- _Work required_:
Copy the records from the line with "Please segment every instance of the narrow" up to and including the line with "286), (114, 295)]", keeping every request line, and raise each coordinate in the answers by 130 while leaving the requests and their format samples unchanged.

■ ■ ■ ■ ■ ■ ■

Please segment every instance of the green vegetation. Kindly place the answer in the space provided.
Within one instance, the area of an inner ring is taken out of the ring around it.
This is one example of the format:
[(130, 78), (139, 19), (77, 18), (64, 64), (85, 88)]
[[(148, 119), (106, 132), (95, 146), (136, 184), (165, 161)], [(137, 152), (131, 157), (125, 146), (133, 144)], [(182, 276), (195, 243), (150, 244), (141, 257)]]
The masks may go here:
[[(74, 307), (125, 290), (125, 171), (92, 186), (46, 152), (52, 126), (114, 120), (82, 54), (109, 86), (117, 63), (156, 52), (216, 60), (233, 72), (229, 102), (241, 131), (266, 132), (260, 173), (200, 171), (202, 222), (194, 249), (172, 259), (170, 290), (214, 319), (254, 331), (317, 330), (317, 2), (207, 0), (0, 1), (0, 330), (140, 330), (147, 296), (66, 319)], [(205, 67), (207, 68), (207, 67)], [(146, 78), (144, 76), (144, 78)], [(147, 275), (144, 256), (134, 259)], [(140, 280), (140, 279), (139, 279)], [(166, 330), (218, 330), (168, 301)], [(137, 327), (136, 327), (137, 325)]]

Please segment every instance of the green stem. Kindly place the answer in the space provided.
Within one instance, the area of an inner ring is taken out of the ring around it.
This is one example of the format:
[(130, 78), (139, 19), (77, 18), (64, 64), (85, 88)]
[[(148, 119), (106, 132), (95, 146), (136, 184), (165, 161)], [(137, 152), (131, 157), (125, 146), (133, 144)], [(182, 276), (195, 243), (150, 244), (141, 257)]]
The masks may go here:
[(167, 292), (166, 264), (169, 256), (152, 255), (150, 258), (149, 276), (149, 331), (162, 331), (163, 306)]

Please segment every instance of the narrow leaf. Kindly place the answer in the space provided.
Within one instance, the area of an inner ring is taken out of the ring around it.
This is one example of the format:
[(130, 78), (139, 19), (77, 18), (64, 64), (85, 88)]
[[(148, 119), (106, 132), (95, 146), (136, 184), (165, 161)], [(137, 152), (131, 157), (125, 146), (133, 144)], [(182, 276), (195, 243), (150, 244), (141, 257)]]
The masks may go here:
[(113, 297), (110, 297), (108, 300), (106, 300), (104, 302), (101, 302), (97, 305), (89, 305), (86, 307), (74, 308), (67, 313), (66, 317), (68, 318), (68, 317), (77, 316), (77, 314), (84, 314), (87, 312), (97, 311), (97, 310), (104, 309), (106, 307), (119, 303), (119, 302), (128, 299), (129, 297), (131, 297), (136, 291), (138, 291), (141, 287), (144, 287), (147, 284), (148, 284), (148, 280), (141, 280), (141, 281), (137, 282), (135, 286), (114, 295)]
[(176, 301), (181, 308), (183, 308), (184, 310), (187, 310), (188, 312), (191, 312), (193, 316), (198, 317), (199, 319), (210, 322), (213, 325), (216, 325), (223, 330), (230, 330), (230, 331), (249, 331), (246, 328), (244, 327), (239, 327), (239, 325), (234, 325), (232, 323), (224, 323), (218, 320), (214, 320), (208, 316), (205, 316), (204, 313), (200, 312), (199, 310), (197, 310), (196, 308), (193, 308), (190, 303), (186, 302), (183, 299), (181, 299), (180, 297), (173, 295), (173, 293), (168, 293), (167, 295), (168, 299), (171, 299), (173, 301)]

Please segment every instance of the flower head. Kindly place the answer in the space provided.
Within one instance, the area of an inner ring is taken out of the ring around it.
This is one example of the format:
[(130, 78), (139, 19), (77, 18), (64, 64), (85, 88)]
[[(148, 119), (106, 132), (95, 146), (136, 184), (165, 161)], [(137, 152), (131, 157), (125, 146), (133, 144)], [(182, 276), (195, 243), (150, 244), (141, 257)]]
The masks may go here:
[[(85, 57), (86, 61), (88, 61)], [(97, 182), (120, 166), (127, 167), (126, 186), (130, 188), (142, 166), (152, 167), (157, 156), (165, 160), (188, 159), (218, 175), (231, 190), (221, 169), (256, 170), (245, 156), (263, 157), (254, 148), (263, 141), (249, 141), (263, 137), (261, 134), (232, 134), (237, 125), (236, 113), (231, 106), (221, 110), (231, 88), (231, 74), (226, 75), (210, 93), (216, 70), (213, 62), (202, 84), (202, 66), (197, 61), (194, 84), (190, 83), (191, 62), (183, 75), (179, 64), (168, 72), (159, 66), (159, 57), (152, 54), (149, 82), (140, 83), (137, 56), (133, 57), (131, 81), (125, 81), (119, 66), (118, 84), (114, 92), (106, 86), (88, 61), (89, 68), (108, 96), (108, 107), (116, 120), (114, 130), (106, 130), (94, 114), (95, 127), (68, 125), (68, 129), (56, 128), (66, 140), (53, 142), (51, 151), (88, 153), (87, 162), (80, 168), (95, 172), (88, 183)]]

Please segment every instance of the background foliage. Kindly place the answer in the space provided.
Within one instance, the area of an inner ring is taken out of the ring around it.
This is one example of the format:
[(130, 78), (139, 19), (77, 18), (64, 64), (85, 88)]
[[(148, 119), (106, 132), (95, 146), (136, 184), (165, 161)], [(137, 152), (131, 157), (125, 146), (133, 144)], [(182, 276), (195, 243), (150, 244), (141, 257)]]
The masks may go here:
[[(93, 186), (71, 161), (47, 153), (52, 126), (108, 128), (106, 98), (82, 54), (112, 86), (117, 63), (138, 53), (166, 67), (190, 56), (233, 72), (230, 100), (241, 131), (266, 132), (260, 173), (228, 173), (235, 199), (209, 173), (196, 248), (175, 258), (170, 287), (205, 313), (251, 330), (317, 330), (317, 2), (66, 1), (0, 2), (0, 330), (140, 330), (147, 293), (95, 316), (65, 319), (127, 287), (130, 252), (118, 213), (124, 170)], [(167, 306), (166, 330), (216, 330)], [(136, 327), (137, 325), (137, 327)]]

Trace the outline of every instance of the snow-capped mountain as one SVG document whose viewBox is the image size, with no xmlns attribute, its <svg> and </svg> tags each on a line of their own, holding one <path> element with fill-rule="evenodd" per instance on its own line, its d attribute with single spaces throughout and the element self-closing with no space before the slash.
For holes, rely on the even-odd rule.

■ ■ ■ ■ ■ ■ ■

- _The response_:
Please segment every instance of the narrow leaf. Kindly place the answer in the space provided.
Within one instance, the area of an inner ring is taken out of the ring around it.
This is one example of the format:
[(130, 78), (139, 19), (77, 18), (64, 64), (85, 88)]
[[(148, 119), (106, 132), (95, 146), (136, 184), (165, 161)], [(137, 152), (131, 157), (125, 146), (133, 144)], [(182, 276), (195, 243), (150, 244), (141, 257)]]
The masks may go here:
[(243, 427), (240, 427), (238, 430), (236, 430), (234, 432), (231, 432), (227, 435), (219, 435), (216, 437), (204, 438), (197, 443), (196, 447), (198, 448), (198, 447), (207, 446), (207, 444), (214, 444), (217, 442), (227, 441), (227, 440), (234, 439), (236, 437), (249, 433), (249, 432), (258, 429), (259, 427), (261, 427), (266, 421), (268, 421), (271, 417), (274, 417), (277, 414), (278, 414), (278, 410), (271, 410), (271, 411), (267, 412), (265, 416), (244, 425)]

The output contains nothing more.